Copy out word for word the part of the material that opens with the line containing "Practice: put a marker on each instance of the stainless" and closes with the line containing "Target: stainless steel microwave", including both of those lines. Leave the picture out of your answer.

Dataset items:
□ □ □

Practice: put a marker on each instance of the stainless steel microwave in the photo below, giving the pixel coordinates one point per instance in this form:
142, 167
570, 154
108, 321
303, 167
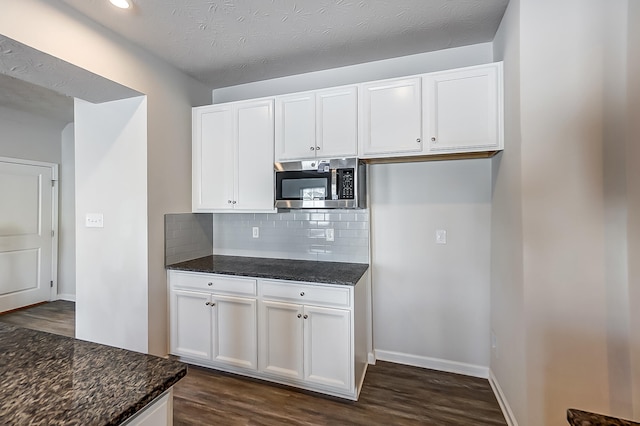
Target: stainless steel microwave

□ □ □

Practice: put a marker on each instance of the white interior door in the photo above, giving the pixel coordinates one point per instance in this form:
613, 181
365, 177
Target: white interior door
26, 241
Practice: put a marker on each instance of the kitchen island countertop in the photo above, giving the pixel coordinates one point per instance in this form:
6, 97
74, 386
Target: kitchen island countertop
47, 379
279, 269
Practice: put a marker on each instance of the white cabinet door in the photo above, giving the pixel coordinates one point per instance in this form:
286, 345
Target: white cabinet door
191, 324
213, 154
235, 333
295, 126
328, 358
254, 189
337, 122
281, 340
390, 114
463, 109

□ □ □

Correct output:
Practice: put a marker on each instance of the stainless steel microwave in the photo below, giving the pixel coordinates one point per instance in this form:
142, 167
570, 154
108, 321
303, 167
Target: stainless steel microwave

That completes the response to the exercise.